The government is said to be working on measures to speed growth and raise economic performance. One of the worrying features of recent economic figures is the apparent poor showing of productivity.
I have been working on how the UK considers and provides public service. This builds on a book I wrote entitled Third Way Which way? under Labour.
To improve the performance of the Uk economy we first need to widen the definition of public service. I regard the bread supply as a public service as well as the water supply. I regard scheduled airline services as public transport, just like train services. I see the internet as a public service, just as the post is a public service. A public service is not limited to a service provided by public sector employees, or provided free at the point of use, or heavily subsidised. Some of the best public services are provided with user charges by competitive private sector companies.
I have identified a spectrum of ways of delivering public service. It is not a simple public sector good , private sector bad (Labour’s view) or vice versa (Some conservatives’ view). There are 8 different types of public service:
- Public sector monopoly provided free at point of use by public sector e.g. Roadspace
- Public sector provision free at the point of use with some competition between public sector providers – hospitals, schools
- Public sector monopolies provided free at point of use by private sector contractors e.g. domestic rubbish collection
- Private sector monopolies provided free at the point of use e.g. free local newspapers, certain types of internet service, ITV
- Monopoly activities provided by the public sector but paid for by users – e.g. Planning and Building Regulation services, passport issue
- Competitive services provided by the private sector but paid for by the state e.g. care homes for people without capital
- Competitive services provided by the state but paid for by users – municipal or state trading – e.g. public leisure facilities
- Competitive services paid for by users and provided by private sector – this is most public service in a free enterprise economy – everything from food to most professional services
All public service can be grouped according to whether the service is a monopoly or subject to competition, whether the user pays or the taxpayer pays, and whether the service is run with and by public sector or private sector employees.

************

Study questions:
**A)** Rewrite the public service text, beginning at the words "The government is" and stopping after "way? under Labour.", with "productivity" replaced by "output per worker".
**B)** According to the public service text, how many different types of public service are there?
**C)** Summarize the public service text in two sentences.
None of the data is needed here.

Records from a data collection
************

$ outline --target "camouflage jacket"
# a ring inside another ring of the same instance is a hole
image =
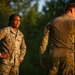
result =
[[[23,60],[26,54],[26,45],[23,34],[14,31],[11,26],[0,30],[0,52],[9,55],[7,59],[1,59],[4,64],[19,65],[18,59]]]
[[[45,27],[44,37],[40,46],[41,54],[46,51],[48,41],[50,41],[50,49],[53,54],[66,53],[65,49],[74,49],[74,39],[74,20],[66,14],[57,17]]]

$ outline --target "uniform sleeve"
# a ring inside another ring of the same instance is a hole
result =
[[[41,43],[41,46],[40,46],[40,52],[41,54],[43,54],[46,50],[46,47],[48,45],[48,39],[49,39],[49,30],[50,28],[50,23],[48,23],[44,29],[44,37],[42,39],[42,43]]]
[[[0,30],[0,40],[2,40],[5,37],[5,35],[6,35],[5,29],[1,29]]]
[[[22,38],[21,48],[20,48],[20,59],[23,60],[26,55],[26,44],[24,37]]]

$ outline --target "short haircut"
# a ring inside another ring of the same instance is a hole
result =
[[[72,8],[75,8],[75,3],[69,3],[65,7],[65,12],[71,11]]]

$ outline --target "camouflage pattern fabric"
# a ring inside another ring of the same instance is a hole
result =
[[[47,29],[40,46],[41,57],[44,57],[50,41],[48,75],[74,75],[74,20],[66,14],[56,18]]]
[[[23,60],[26,54],[26,45],[23,34],[19,30],[14,31],[11,26],[1,29],[0,47],[0,53],[9,55],[9,58],[0,58],[0,73],[2,72],[2,75],[9,75],[4,74],[4,72],[9,71],[10,68],[12,69],[15,66],[18,68],[20,65],[19,59]]]

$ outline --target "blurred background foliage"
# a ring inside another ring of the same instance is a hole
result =
[[[32,5],[32,2],[35,2]],[[64,6],[75,0],[45,0],[41,12],[39,0],[0,0],[0,29],[8,25],[12,13],[21,15],[20,30],[25,36],[27,53],[20,65],[20,75],[45,75],[40,66],[40,44],[45,25],[64,13]]]

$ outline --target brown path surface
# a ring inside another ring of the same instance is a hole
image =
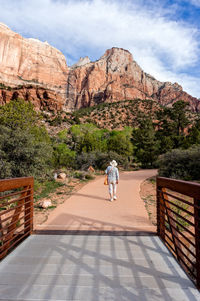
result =
[[[117,201],[110,202],[104,177],[88,183],[58,206],[36,230],[89,231],[149,231],[150,223],[144,202],[140,198],[140,184],[156,170],[120,173]]]

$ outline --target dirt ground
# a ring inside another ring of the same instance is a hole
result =
[[[50,196],[53,204],[50,209],[43,209],[42,215],[36,214],[35,229],[154,232],[155,226],[149,221],[151,215],[148,216],[146,202],[139,192],[141,183],[155,174],[156,170],[120,172],[115,202],[110,202],[103,176],[87,185],[67,184]],[[144,187],[142,191],[146,193]]]
[[[57,188],[55,192],[50,193],[48,198],[40,199],[38,203],[44,200],[51,200],[52,206],[43,209],[39,208],[38,203],[34,204],[34,219],[33,225],[41,225],[47,221],[50,213],[60,204],[64,203],[73,193],[81,189],[87,182],[80,181],[79,179],[72,179],[69,183],[61,181],[64,185]]]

************

Solutions to the tasks:
**A)**
The government is said to be working on measures to speed growth and raise economic performance. One of the worrying features of recent economic figures is the apparent poor showing of output per worker.
I have been working on how the UK considers and provides public service. This builds on a book I wrote entitled Third Way Which way? under Labour.

**B)** There are eight different types of public service.

**C)** To improve the UK economy's performance, the definition of public service should be widened to include services such as the bread supply, scheduled airlines and the internet, many of which are provided by competitive private companies that charge users. The text sets out eight types of public service, grouped by whether the service is a monopoly or competitive, whether the user or the taxpayer pays, and whether public or private sector employees run it.